◆ **TASK INSTRUCTIONS**: Search the material for the string "positive" and reply with how many lines contain it, nothing else.

Top of SOURCE DATA

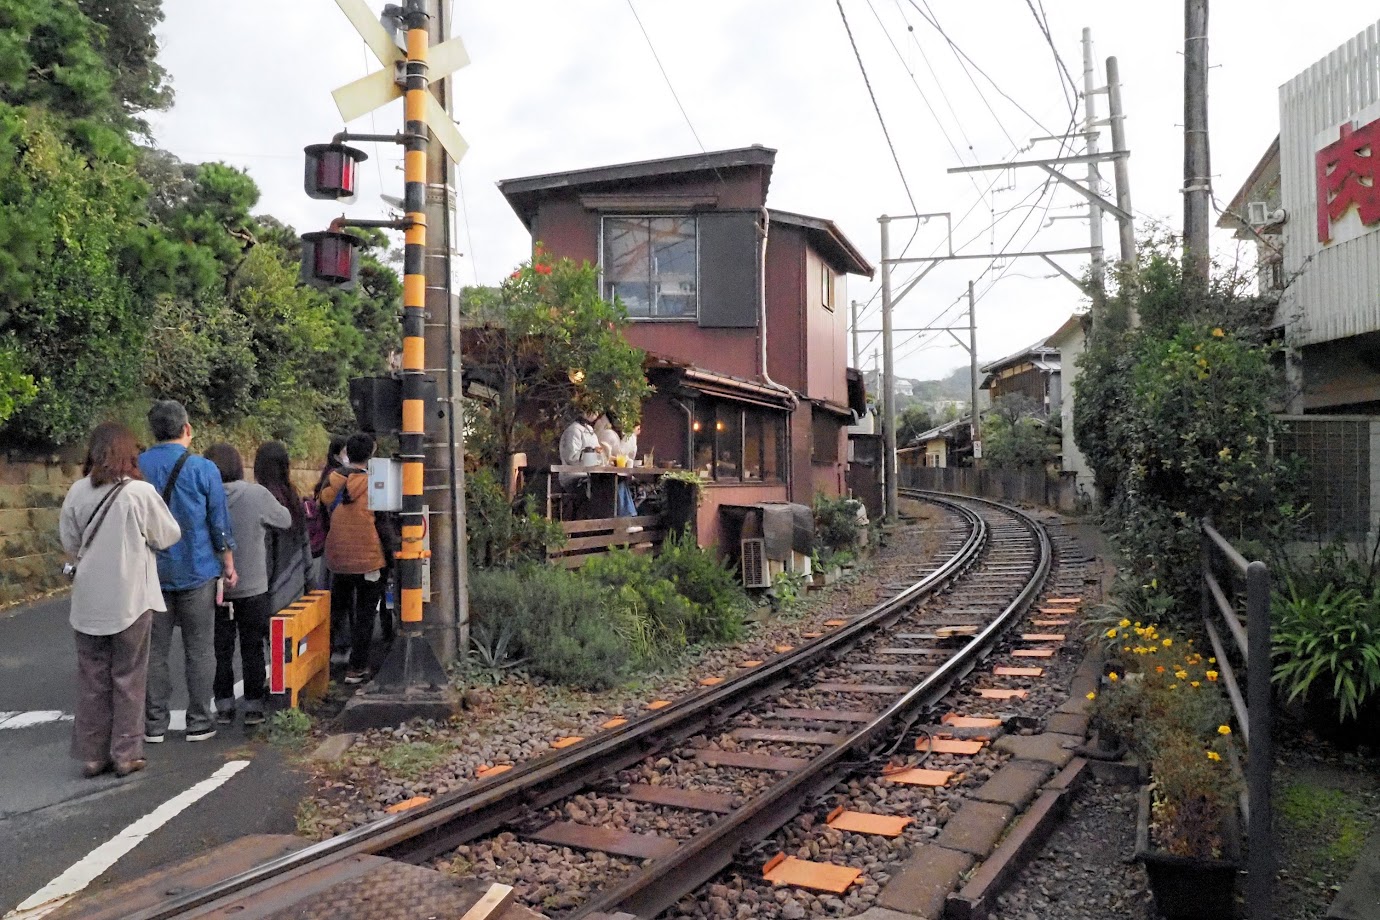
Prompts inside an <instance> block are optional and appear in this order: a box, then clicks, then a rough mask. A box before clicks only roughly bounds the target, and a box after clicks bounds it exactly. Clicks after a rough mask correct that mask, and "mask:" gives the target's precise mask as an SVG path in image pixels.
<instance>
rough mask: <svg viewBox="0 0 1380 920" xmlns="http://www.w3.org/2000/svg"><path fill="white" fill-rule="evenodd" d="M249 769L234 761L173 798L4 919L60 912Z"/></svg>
mask: <svg viewBox="0 0 1380 920" xmlns="http://www.w3.org/2000/svg"><path fill="white" fill-rule="evenodd" d="M248 766H250V761H248V760H232V761H229V763H228V764H225V766H224V767H221V768H219V770H217V771H215V772H214V774H211V777H210V778H207V779H203V781H201V782H199V783H196V785H195V786H192V788H190V789H186V790H184V792H179V793H178V794H175V796H172V797H171V799H168V800H167V801H164V803H163V804H161V806H159V807H157V808H155V810H153V811H150V812H149V814H146V815H144V817H142V818H139V819H138V821H135V822H134V823H131V825H130V826H128V828H126V829H124V830H121V832H120V833H117V834H115V836H113V837H110V839H109V840H106V841H105V843H102V844H101V846H99V847H97V848H95V850H92V851H91V852H88V854H87V855H86V857H83V858H81V859H80V861H79V862H77V863H76V865H73V866H72V868H70V869H68V870H66V872H63V873H62V874H61V876H58V877H57V879H54V880H52V881H50V883H48V884H46V886H44V887H43V888H41V890H39V891H37V892H36V894H34V895H33V897H30V898H29V899H26V901H25V902H23V903H21V905H19V906H18V908H15V909H14V910H11V912H10V913H7V914H4V920H21V919H22V920H37V919H39V917H43V916H46V914H48V913H51V912H54V910H57V909H58V908H59V906H62V905H63V903H66V902H68V901H69V899H70V898H72V897H73V895H76V894H77V892H80V891H81V890H83V888H86V887H87V886H88V884H91V883H92V881H94V880H95V879H97V877H99V876H101V873H103V872H105V870H106V869H109V868H110V866H113V865H115V863H116V862H117V861H119V859H120V857H123V855H124V854H127V852H130V851H131V850H134V848H135V847H137V846H139V844H141V843H144V840H145V839H146V837H148V836H149V834H152V833H153V832H155V830H157V829H159V828H161V826H163V825H166V823H167V822H168V821H171V819H172V818H175V817H177V815H178V814H181V812H182V811H185V810H186V808H188V807H190V806H192V804H193V803H196V801H197V800H199V799H201V797H204V796H207V794H210V793H211V792H214V790H215V789H217V788H219V786H222V785H225V782H226V781H228V779H229V778H230V777H233V775H235V774H237V772H239V771H242V770H244V768H246V767H248Z"/></svg>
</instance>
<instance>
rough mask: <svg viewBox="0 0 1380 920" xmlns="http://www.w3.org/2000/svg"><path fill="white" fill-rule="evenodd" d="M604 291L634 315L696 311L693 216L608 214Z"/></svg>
mask: <svg viewBox="0 0 1380 920" xmlns="http://www.w3.org/2000/svg"><path fill="white" fill-rule="evenodd" d="M602 268H603V295H604V298H606V299H610V301H611V299H614V298H615V297H617V298H618V299H621V301H622V303H624V306H625V308H628V316H629V317H632V319H635V320H693V319H696V316H697V314H698V303H700V302H698V294H697V288H698V233H697V225H696V219H694V218H693V217H606V218H604V219H603V252H602Z"/></svg>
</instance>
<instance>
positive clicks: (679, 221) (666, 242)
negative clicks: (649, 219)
mask: <svg viewBox="0 0 1380 920" xmlns="http://www.w3.org/2000/svg"><path fill="white" fill-rule="evenodd" d="M649 223H650V234H651V276H653V277H651V281H653V286H654V290H655V292H657V305H655V310H654V316H676V317H679V316H694V314H696V221H694V218H651V219H650V221H649Z"/></svg>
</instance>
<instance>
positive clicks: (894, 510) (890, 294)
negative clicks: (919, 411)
mask: <svg viewBox="0 0 1380 920" xmlns="http://www.w3.org/2000/svg"><path fill="white" fill-rule="evenodd" d="M878 223H880V225H882V400H883V407H885V417H883V425H885V432H883V433H885V441H883V448H882V450H883V452H885V454H886V458H885V469H886V520H889V521H894V520H896V510H897V508H896V505H897V501H898V495H897V481H896V476H897V472H896V356H894V354H893V349H891V262H890V259H891V240H890V225H891V218H889V217H886V215H885V214H883V215H882V217H879V218H878Z"/></svg>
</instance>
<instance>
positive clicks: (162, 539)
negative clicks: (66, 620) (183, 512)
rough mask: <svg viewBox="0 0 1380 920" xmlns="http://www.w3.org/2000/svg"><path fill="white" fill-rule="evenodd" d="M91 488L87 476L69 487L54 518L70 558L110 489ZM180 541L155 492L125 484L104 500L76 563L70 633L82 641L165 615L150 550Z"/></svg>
mask: <svg viewBox="0 0 1380 920" xmlns="http://www.w3.org/2000/svg"><path fill="white" fill-rule="evenodd" d="M112 488H115V484H113V483H109V484H106V486H101V487H94V486H91V477H90V476H87V477H84V479H79V480H77V481H76V483H73V484H72V488H70V490H69V491H68V497H66V498H65V499H63V502H62V512H61V514H59V516H58V531H59V535H61V538H62V549H63V550H66V553H68V554H69V556H76V554H77V552H79V550H80V548H81V542H83V541H84V539H86V537H87V532H86V528H87V527H94V526H95V521H94V520H92V513H94V512H95V509H97V506H98V505H99V503H101V499H102V498H105V497H106V495H108V494H109V492H110V490H112ZM179 539H182V528H181V527H178V523H177V520H175V519H174V517H172V513H171V512H168V506H167V505H164V503H163V497H161V495H159V492H157V490H156V488H153V487H152V486H149V484H148V483H145V481H144V480H131V481H130V483H128V484H127V486H126V487H124V490H123V491H121V492H120V494H119V495H116V497H115V498H113V499H112V501H110V509H109V513H106V514H105V521H103V523H102V524H101V530H98V531H95V535H94V537H92V538H91V543H90V545H88V546H87V548H86V552H84V553H83V554H81V559H80V560H79V563H77V574H76V578H75V579H73V582H72V615H70V622H72V629H75V630H77V632H79V633H86V634H88V636H113V634H115V633H120V632H124V630H126V629H128V628H130V626H131V625H132V623H134V621H135V619H138V618H139V617H142V615H144V611H146V610H167V606H166V604H164V603H163V590H161V589H160V588H159V564H157V557H156V556H155V554H153V550H156V549H167V548H168V546H171V545H172V543H175V542H178V541H179Z"/></svg>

Bottom of SOURCE DATA

◆ **EXPECTED ANSWER**: 3